Reproduce only the lines that run from the line with "In this exercise you will find the woman's left" to the last line of the material, both ends included, exactly as they appear.

start Source records

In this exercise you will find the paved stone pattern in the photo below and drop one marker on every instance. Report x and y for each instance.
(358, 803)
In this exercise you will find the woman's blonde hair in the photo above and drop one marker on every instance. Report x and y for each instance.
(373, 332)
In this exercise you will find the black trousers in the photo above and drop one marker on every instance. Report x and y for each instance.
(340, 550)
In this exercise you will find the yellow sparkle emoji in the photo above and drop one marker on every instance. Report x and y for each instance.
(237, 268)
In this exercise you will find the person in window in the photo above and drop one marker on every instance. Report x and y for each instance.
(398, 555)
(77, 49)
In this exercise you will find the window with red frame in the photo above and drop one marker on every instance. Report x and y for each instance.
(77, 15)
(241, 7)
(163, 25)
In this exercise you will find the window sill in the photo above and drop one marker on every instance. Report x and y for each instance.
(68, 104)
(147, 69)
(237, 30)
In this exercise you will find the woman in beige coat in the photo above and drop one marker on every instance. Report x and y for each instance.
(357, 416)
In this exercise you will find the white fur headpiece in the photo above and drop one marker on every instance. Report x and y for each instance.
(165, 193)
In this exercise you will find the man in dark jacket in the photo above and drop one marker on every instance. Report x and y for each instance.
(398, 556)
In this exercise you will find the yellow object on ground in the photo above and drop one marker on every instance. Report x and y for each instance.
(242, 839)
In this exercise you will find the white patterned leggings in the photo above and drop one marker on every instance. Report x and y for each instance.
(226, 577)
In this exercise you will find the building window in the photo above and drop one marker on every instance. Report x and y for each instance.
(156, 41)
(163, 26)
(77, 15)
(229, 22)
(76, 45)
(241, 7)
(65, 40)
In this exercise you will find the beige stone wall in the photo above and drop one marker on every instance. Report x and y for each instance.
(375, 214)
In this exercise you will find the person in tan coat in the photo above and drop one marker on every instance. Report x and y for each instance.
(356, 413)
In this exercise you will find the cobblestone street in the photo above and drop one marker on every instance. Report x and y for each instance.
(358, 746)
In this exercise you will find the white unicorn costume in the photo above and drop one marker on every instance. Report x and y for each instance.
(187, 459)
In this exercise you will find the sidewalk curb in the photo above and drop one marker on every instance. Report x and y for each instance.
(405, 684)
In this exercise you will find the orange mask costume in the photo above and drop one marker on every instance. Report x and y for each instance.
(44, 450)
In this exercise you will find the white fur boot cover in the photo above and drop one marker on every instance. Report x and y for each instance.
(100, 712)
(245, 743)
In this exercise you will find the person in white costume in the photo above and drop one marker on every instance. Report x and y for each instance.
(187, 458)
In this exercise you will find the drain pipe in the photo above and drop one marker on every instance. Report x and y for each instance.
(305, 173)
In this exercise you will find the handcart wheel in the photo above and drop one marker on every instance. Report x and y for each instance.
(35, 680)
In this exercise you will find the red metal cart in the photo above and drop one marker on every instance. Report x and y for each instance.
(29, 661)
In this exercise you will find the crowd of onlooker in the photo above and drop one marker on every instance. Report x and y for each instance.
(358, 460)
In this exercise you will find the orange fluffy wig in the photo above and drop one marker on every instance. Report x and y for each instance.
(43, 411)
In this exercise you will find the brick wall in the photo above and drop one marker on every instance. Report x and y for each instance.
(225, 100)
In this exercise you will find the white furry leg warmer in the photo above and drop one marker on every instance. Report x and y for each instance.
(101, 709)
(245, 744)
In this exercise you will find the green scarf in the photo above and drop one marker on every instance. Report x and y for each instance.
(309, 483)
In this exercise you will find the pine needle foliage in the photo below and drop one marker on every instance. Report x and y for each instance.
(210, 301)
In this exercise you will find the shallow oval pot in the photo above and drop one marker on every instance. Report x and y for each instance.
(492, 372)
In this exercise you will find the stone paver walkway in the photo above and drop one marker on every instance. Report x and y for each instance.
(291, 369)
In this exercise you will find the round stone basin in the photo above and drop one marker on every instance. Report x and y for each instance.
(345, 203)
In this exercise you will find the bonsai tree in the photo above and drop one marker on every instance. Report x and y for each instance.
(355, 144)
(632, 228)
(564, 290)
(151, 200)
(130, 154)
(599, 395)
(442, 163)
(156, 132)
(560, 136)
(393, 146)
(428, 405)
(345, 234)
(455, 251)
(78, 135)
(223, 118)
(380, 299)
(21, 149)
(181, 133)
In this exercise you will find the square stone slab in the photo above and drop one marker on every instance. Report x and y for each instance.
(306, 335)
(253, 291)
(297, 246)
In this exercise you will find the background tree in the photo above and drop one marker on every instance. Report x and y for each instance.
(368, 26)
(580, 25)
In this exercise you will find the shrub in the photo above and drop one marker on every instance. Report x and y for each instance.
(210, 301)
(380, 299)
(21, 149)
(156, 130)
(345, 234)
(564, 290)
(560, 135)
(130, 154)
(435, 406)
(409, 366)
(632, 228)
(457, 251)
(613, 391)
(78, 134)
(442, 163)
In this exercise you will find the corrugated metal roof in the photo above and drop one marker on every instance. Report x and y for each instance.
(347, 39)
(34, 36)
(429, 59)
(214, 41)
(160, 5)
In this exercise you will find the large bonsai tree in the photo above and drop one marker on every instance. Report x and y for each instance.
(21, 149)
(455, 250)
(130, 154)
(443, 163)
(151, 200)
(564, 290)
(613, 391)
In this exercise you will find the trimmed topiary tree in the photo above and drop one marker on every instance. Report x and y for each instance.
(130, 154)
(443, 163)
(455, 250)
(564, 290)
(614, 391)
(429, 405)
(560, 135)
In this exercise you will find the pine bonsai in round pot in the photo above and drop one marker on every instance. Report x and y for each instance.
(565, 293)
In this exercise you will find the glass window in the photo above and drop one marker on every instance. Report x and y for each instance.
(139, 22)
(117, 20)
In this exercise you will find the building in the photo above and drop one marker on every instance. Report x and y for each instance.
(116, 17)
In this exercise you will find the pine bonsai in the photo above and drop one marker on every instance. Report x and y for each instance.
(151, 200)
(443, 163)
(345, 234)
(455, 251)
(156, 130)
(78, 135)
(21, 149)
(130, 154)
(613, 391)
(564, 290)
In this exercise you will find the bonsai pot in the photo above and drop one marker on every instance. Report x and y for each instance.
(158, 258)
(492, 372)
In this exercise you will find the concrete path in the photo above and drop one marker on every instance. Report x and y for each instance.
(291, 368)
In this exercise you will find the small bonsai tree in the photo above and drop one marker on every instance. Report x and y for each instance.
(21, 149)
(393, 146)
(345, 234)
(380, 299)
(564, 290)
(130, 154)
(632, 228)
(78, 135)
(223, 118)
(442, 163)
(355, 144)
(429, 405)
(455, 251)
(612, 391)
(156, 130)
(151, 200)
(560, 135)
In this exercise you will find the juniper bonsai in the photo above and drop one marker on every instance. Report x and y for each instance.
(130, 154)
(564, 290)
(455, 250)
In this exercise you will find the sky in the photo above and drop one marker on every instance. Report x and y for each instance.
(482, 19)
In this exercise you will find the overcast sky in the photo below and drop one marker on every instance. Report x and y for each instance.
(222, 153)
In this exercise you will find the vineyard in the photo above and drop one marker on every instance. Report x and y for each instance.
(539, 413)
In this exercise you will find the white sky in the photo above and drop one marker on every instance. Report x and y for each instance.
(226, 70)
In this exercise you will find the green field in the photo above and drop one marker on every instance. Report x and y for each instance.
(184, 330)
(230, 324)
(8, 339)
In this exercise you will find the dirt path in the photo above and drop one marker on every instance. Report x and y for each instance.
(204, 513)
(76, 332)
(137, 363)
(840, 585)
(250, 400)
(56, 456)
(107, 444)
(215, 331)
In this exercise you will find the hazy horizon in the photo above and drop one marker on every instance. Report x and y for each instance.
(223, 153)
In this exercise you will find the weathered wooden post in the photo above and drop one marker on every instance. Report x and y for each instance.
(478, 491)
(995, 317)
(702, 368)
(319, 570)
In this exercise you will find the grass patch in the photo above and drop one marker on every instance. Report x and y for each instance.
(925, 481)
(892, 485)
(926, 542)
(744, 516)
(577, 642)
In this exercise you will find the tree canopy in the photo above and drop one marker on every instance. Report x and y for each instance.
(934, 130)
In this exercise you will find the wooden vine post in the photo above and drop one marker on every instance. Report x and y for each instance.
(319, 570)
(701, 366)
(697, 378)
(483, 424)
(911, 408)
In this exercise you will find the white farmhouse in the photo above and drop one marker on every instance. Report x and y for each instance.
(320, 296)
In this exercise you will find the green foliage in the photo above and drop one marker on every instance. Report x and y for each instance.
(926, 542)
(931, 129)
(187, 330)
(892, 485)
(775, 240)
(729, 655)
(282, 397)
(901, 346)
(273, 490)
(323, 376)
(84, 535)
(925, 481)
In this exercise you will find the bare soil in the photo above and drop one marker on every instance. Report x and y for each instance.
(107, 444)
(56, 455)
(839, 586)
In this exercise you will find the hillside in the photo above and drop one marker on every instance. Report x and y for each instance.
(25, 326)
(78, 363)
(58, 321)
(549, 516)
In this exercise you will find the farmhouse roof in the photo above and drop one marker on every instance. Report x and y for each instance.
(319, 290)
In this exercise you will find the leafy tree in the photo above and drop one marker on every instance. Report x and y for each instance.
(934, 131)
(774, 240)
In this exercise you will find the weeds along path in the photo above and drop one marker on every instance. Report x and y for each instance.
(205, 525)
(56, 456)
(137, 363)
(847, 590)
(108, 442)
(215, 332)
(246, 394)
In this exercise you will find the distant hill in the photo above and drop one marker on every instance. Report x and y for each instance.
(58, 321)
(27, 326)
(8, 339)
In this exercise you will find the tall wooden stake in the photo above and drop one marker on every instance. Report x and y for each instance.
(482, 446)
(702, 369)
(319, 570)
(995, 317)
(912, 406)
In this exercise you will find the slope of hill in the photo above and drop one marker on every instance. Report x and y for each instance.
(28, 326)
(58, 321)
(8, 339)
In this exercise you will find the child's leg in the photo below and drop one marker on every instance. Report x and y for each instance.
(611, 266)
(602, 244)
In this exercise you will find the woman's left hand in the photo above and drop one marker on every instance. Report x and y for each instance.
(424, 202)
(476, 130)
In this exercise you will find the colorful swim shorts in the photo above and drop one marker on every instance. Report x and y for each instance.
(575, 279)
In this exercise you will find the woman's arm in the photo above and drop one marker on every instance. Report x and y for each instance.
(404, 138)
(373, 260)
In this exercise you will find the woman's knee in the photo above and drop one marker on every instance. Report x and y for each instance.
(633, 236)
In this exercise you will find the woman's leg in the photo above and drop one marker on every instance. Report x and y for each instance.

end Source records

### Output below:
In this exercise you will find the woman's left hand in the photo above and drop one marker on every instance. Report x and y for each instance.
(424, 202)
(476, 130)
In this exercise you will find the colorful swim shorts in the photo above and drop one marker on every instance. Report x and y for each instance.
(575, 279)
In this exercise you will find the woman's arm in the photo above and drop one marker on every instance. Report x and y for each instance.
(404, 138)
(373, 260)
In this exercise you will find the woman's knee in the photo above and drop one marker on every instance. Report x and y for each instance.
(633, 236)
In this exercise you will find the woman's leg in the photo above and drop one marker on every instance. Report x and y for each instance.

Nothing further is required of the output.